EXERCISE INPUTS:
++++++
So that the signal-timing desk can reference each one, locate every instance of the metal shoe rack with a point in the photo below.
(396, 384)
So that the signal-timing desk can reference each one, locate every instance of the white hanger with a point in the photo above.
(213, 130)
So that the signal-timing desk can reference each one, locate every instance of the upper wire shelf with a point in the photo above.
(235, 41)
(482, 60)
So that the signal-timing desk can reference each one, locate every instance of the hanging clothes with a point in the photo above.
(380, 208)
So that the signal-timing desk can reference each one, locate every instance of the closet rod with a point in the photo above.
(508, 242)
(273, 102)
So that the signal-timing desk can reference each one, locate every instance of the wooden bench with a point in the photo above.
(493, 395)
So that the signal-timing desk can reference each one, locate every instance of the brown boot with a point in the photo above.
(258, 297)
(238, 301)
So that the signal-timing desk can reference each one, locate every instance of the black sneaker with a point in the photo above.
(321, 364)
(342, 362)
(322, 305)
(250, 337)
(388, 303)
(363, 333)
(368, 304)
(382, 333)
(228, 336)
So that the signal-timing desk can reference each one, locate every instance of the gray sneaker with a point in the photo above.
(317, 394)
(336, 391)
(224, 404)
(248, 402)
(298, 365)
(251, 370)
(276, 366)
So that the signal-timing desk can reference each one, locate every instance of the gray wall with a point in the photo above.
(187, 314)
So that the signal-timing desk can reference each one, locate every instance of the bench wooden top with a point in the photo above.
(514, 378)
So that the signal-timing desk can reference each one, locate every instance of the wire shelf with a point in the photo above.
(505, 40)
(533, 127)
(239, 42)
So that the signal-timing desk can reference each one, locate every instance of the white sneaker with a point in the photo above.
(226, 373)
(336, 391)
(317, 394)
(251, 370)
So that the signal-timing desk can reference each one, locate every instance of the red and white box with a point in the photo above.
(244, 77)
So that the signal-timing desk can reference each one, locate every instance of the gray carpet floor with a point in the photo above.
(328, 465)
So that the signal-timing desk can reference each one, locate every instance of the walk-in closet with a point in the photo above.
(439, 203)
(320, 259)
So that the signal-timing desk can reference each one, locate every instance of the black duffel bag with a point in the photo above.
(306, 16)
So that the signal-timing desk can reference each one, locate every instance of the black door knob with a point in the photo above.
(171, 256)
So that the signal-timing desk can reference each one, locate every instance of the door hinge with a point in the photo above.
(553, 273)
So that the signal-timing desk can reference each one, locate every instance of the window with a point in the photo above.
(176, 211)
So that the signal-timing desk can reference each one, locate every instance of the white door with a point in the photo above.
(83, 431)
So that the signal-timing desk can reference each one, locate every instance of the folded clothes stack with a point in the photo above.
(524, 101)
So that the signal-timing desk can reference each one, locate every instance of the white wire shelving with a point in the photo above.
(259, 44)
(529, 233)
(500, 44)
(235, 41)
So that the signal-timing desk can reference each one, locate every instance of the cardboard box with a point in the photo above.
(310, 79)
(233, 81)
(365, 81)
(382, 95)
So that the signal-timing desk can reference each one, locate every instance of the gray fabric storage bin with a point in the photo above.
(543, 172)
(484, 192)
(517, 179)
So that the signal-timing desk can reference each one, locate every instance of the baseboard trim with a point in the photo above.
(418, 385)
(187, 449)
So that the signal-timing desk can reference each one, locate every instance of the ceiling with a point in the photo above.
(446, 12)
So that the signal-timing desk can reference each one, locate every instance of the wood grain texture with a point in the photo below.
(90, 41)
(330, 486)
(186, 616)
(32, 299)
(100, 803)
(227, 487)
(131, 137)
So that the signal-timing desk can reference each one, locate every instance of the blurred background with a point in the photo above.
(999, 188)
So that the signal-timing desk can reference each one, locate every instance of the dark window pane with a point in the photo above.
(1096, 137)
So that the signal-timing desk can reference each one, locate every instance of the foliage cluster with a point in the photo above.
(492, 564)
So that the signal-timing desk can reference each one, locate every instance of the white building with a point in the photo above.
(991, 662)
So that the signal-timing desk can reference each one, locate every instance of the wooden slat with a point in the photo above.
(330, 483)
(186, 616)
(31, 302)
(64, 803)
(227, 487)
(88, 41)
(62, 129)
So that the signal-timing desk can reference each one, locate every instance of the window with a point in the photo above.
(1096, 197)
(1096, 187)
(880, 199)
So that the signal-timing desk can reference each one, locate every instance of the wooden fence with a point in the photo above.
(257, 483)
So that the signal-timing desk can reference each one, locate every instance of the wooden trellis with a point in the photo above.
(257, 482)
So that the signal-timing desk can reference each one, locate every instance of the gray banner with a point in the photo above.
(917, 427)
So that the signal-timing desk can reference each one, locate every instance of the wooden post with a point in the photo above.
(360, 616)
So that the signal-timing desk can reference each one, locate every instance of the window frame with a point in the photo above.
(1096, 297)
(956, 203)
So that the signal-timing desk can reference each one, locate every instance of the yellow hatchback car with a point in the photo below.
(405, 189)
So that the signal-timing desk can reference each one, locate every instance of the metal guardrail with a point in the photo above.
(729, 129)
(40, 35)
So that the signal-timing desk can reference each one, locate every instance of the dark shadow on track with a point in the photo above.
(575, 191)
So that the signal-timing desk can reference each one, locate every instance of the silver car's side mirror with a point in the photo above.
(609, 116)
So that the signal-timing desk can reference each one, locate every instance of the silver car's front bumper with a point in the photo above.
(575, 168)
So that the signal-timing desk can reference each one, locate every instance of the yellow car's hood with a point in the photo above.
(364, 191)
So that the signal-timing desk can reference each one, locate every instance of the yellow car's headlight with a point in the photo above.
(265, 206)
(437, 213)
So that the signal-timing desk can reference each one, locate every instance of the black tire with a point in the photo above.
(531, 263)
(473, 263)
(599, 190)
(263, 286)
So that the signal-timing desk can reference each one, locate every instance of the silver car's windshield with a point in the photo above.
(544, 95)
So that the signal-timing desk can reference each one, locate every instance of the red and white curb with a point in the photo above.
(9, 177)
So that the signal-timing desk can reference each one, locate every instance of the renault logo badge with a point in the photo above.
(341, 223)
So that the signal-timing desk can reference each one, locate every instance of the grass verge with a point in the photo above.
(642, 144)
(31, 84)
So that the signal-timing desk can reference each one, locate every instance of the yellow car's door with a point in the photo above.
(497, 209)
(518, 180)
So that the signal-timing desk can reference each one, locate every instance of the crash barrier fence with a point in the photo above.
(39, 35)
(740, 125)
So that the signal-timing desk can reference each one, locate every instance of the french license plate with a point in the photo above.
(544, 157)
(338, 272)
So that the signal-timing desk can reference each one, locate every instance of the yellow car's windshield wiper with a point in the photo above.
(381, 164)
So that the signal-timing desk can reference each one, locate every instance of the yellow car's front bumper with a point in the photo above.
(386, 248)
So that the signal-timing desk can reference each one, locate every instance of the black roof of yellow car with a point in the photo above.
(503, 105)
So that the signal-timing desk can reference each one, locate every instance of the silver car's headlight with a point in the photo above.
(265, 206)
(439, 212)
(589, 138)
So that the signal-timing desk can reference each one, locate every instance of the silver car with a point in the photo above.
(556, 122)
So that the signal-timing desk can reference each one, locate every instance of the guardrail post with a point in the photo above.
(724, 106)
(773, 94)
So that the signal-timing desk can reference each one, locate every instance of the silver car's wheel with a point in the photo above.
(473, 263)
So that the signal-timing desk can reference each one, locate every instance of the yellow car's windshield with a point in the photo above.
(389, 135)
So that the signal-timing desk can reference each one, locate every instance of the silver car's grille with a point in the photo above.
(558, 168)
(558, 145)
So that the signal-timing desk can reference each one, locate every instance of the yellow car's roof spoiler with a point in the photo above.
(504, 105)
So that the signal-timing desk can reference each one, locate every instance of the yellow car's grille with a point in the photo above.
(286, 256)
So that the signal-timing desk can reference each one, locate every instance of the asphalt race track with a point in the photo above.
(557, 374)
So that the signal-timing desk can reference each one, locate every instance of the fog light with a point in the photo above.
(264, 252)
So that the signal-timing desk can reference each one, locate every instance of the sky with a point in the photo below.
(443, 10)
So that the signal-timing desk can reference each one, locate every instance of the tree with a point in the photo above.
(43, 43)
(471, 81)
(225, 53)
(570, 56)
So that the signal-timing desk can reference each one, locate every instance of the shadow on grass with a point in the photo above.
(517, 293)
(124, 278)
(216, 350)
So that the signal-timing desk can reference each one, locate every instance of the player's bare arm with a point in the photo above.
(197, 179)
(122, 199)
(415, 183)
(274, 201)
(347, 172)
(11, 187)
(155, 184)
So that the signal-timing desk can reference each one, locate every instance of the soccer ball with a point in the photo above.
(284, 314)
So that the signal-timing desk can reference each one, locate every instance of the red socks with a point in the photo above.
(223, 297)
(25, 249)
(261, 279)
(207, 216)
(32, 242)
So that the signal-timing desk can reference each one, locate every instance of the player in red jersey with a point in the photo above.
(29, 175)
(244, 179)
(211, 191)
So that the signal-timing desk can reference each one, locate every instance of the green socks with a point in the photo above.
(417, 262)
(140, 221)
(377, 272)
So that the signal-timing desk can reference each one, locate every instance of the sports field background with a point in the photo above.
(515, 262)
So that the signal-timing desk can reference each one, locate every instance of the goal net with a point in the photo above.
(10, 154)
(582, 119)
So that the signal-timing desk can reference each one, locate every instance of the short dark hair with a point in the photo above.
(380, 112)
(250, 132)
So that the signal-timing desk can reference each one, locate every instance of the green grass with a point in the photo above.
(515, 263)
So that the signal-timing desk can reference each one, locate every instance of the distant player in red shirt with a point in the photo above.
++++++
WHAT TO DO: The line with "the red socks" marks where to start. Transcribe from there through the final line of the records, exactly and with nothing added.

EXPECTED ANSWER:
So that the signal-timing desk can reference each one, locate every instance of the red socks with a point in the photo above.
(223, 297)
(25, 249)
(261, 279)
(207, 216)
(32, 242)
So that the signal-timing desk can reference each one, locate every instance of the player in red jersey with a point in the photo above.
(29, 175)
(244, 179)
(211, 191)
So that the signal-timing desk can reference each one, locate every instance of the green socks with a point in the photo above.
(417, 262)
(140, 221)
(377, 272)
So that the signal-timing desk can reference each one, locate every instance of the sports field background with a point in the photo above.
(515, 262)
So that the signal-timing desk can reference each one, locate every instance of the goal net with a point in the photo above.
(10, 154)
(582, 119)
So that the signal-timing desk can reference each one, locate every instance of the short dark hair with a point in the photo above.
(380, 112)
(250, 132)
So that the signal-timing desk can reference each one, locate every instance of the green grass with a point in the photo above.
(515, 263)
So that the signal-timing desk can reference each one, locate every instance of the distant player in red shirt with a point in the photo above.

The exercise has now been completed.